--- start of Material shown ---
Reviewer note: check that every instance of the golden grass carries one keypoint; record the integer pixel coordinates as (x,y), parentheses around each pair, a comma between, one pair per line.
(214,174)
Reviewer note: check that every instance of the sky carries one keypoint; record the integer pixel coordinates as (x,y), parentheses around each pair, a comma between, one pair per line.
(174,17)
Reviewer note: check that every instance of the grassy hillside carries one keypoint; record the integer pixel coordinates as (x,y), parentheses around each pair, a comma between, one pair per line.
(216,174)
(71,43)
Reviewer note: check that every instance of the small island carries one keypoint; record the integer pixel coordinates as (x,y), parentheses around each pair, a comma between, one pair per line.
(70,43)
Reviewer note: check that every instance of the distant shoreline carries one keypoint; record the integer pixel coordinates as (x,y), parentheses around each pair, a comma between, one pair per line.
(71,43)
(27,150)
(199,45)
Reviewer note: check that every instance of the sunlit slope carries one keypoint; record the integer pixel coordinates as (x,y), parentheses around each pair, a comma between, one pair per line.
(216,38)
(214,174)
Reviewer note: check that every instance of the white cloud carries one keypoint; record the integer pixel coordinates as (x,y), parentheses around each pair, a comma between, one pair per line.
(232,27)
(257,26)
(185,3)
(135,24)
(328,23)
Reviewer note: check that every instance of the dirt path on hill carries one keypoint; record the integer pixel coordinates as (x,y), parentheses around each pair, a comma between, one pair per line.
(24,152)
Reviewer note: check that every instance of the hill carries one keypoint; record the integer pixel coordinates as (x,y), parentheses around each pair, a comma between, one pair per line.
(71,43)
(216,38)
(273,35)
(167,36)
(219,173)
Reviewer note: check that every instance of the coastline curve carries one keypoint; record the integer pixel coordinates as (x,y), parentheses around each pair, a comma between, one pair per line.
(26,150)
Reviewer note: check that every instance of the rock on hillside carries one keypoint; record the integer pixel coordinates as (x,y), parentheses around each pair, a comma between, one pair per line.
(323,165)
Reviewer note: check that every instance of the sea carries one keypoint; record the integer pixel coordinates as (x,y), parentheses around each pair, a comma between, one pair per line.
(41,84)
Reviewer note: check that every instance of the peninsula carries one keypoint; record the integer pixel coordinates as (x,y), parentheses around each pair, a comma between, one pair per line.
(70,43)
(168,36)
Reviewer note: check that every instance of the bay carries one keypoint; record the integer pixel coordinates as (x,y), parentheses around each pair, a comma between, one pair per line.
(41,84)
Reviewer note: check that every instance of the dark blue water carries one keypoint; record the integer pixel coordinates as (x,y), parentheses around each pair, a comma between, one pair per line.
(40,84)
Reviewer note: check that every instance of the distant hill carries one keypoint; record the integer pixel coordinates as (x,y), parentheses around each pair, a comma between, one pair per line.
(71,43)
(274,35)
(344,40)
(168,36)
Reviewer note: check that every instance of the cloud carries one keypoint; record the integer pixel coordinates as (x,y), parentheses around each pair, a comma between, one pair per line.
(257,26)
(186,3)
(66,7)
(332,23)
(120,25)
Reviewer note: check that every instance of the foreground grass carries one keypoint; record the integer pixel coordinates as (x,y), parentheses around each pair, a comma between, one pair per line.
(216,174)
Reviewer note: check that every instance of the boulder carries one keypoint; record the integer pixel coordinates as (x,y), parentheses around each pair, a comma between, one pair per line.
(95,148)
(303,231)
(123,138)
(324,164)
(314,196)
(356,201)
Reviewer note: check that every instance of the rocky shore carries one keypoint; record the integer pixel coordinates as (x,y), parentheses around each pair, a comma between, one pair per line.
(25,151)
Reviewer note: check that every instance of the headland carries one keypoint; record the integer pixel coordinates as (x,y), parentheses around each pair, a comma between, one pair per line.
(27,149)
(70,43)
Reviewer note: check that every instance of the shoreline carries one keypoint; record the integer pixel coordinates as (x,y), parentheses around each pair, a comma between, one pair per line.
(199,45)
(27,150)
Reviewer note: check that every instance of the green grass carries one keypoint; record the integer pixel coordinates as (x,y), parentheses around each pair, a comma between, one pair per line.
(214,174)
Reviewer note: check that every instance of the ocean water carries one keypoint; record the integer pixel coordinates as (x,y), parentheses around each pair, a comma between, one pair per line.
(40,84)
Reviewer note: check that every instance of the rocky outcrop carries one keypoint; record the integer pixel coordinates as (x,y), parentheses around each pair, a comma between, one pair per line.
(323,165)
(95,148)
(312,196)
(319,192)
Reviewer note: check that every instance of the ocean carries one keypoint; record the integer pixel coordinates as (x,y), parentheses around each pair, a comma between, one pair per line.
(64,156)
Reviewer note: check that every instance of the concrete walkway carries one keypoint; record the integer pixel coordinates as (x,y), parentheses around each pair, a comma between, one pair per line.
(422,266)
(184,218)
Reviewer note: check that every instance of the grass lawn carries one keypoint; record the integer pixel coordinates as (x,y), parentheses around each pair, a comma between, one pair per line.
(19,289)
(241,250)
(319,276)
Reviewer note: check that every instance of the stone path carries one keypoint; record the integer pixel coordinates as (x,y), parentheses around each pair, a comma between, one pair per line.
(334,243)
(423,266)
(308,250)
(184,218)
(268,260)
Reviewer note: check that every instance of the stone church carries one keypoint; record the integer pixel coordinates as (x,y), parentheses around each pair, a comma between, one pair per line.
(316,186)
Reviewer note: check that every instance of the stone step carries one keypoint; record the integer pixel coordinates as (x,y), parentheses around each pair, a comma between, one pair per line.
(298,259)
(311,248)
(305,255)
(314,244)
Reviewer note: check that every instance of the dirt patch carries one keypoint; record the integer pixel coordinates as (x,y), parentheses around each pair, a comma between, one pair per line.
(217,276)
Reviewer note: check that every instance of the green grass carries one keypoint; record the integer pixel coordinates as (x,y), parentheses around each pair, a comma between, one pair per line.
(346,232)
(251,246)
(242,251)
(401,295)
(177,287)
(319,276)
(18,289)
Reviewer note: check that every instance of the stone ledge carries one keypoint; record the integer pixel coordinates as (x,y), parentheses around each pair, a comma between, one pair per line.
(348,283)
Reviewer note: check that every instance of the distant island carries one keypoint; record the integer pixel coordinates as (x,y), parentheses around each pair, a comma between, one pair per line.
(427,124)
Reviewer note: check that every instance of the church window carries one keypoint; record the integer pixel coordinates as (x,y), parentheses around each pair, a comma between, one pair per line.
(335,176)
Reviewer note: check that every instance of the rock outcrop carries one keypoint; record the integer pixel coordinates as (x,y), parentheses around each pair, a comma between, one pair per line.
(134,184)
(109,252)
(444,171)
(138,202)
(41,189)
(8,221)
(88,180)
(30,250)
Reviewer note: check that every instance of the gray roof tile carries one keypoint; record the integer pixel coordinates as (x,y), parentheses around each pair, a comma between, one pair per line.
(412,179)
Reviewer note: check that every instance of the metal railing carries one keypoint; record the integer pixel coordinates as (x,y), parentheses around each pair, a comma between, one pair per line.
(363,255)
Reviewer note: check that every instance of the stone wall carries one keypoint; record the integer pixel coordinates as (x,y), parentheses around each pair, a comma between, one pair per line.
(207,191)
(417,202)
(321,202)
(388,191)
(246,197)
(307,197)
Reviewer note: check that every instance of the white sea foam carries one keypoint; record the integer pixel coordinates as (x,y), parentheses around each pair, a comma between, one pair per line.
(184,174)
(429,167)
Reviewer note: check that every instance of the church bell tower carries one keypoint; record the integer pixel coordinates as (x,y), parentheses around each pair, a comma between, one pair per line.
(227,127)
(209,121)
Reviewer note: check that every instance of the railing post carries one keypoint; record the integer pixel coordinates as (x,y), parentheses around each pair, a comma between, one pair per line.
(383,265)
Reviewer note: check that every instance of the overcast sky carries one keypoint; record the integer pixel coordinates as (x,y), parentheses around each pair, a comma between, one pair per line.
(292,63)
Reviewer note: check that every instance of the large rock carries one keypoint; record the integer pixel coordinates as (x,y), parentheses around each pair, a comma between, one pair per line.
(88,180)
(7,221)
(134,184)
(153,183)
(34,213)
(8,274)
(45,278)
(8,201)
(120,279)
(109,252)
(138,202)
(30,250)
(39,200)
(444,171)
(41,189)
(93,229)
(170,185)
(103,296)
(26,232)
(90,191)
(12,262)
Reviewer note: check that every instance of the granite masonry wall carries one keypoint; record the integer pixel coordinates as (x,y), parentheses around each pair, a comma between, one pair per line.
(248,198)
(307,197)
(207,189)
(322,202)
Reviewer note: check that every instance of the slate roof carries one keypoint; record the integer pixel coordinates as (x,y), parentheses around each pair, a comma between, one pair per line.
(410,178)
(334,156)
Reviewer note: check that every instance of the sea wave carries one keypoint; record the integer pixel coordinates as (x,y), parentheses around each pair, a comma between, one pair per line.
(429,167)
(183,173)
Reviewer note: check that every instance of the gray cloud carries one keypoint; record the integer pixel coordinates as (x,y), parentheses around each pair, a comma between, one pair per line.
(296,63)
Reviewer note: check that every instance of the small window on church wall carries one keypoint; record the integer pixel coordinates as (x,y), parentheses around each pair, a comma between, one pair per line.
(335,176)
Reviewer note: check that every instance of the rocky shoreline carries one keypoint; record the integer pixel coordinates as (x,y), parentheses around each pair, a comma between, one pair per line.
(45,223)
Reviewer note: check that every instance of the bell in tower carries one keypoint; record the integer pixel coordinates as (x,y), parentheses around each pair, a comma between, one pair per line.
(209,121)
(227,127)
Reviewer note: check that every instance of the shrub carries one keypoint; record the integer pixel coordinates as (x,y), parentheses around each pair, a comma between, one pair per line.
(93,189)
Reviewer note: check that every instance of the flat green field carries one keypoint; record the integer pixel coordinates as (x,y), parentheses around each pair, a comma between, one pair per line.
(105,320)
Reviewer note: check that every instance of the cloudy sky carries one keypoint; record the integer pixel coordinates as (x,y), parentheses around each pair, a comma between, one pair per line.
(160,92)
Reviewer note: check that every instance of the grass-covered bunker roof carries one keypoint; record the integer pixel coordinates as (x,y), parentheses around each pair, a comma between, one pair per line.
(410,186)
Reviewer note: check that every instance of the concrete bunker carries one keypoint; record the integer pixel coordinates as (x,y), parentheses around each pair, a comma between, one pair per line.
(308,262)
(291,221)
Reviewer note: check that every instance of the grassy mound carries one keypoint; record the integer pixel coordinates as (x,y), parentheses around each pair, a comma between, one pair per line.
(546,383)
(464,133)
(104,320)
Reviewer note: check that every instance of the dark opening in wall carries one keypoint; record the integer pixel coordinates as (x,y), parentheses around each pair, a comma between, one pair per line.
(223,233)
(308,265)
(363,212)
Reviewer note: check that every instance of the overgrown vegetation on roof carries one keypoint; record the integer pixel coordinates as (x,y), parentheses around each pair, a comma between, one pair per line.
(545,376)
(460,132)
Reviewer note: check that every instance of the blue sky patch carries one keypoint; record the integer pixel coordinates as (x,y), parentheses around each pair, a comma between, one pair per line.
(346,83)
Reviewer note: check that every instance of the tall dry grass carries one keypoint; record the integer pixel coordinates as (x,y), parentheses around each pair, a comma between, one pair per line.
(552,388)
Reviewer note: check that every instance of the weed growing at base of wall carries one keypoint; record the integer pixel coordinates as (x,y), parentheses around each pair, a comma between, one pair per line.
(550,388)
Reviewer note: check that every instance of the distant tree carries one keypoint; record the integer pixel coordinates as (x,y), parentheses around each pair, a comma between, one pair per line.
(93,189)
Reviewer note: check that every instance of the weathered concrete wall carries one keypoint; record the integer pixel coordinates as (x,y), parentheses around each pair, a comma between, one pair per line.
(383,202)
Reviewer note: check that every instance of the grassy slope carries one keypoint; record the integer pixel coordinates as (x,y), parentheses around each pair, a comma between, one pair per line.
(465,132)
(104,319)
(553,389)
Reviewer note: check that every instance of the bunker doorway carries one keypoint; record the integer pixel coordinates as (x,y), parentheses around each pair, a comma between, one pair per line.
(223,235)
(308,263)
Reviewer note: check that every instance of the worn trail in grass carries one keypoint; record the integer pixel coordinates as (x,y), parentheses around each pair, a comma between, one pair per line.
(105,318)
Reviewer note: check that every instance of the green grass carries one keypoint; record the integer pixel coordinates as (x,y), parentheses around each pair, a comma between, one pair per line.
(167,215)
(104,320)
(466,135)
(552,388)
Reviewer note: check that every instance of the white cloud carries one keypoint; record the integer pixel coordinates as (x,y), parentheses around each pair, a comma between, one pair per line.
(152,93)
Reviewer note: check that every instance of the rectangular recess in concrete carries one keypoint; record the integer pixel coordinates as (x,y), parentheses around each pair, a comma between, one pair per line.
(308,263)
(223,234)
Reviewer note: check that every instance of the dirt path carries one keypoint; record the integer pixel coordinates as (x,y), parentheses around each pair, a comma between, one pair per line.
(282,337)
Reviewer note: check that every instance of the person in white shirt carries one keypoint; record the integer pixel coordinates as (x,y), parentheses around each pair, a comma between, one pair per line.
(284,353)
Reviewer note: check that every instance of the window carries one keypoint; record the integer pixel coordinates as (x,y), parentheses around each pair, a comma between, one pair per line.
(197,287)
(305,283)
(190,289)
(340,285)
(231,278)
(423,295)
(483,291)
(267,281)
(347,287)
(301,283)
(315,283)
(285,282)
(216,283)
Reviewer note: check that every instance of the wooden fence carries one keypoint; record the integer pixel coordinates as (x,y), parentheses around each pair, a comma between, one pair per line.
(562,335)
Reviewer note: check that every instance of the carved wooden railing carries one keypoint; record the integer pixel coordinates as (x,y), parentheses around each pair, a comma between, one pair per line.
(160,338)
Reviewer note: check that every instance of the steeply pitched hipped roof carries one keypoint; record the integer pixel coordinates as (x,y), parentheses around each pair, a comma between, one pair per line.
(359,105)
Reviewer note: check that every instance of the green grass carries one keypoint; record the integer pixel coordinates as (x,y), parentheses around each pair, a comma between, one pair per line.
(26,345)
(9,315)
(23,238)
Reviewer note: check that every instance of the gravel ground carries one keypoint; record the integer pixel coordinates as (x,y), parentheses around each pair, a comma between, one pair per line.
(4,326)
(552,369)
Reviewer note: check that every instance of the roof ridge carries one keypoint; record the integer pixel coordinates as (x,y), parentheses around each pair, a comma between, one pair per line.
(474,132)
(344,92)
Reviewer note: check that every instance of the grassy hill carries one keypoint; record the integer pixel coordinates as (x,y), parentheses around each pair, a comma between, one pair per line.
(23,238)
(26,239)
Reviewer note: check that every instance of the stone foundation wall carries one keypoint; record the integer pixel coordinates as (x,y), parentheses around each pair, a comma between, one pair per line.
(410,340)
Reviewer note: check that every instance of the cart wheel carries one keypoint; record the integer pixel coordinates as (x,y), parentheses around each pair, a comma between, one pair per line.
--- end of Material shown ---
**Task to carry out:** Quote, without any change, each line from the one that contains "Reviewer note: check that every instance of the gravel" through the end of the material.

**Answer to this exercise:**
Reviewer note: check that every instance of the gravel ground carries one keypoint; record the integer pixel coordinates as (x,y), parentheses around each pair, a comma between, one pair per line.
(4,326)
(552,369)
Reviewer note: check that every instance of the roof ridge carries one keypoint; record the integer pixel coordinates as (x,y), parentheses around each pair, a comma between, one pair per line.
(474,132)
(344,92)
Reviewer note: check that every instance of the grassy hill carries one keypoint; record the integer pixel coordinates as (x,y), parentheses around each pair, a comma between, one pair per line.
(23,238)
(26,239)
Reviewer note: check that every instance of the stone foundation wall carries one keypoint; record the integer pixel coordinates as (x,y), parentheses around each pair, a comma between, one pair per line.
(410,340)
Reviewer note: check that every instance of the cart wheel carries one keypoint; record the integer pixel coordinates as (x,y), parentheses around each pair, a comma between, one pair per line.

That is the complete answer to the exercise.